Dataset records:

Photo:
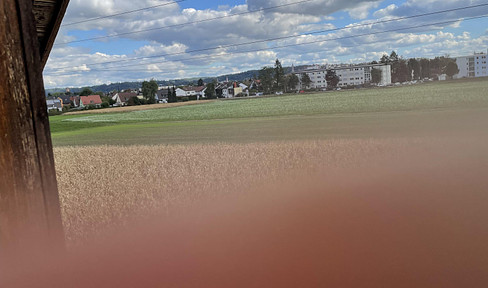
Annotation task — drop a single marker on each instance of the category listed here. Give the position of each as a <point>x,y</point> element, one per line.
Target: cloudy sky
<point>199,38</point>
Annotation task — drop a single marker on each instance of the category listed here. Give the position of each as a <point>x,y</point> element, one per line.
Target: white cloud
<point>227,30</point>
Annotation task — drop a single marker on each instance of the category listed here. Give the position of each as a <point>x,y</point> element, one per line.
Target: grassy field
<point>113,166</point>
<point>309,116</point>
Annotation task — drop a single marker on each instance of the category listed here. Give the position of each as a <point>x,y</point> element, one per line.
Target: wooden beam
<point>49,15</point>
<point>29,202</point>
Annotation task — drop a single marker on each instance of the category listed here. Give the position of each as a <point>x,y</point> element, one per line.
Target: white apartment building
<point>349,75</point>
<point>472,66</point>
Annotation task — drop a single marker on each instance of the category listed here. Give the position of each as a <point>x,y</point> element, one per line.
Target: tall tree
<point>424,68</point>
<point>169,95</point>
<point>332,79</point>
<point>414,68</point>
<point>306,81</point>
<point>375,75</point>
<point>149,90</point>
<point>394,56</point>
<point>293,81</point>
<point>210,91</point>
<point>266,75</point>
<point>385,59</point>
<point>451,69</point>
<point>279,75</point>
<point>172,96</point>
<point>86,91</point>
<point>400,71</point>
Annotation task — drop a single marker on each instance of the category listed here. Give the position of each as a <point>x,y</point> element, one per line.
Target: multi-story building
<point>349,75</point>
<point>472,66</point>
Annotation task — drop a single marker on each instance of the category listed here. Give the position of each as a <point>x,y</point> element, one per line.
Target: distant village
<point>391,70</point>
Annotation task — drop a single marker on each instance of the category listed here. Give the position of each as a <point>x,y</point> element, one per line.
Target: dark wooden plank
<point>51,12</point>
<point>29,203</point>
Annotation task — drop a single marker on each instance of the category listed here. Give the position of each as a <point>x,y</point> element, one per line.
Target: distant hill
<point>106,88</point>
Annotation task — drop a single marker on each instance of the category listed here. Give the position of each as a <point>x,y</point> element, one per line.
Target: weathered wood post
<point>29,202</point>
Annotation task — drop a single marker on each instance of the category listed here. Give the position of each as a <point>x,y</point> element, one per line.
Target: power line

- Task
Only the lines from the one containing "Target: weathered wood post" through the last line of the entries above should be copied, exactly as written.

- Response area
Target: weathered wood post
<point>29,202</point>
Annotation task — drop a single marker on each instance of the category listed here. Give the position of each as a <point>x,y</point> element, one per line.
Target: power line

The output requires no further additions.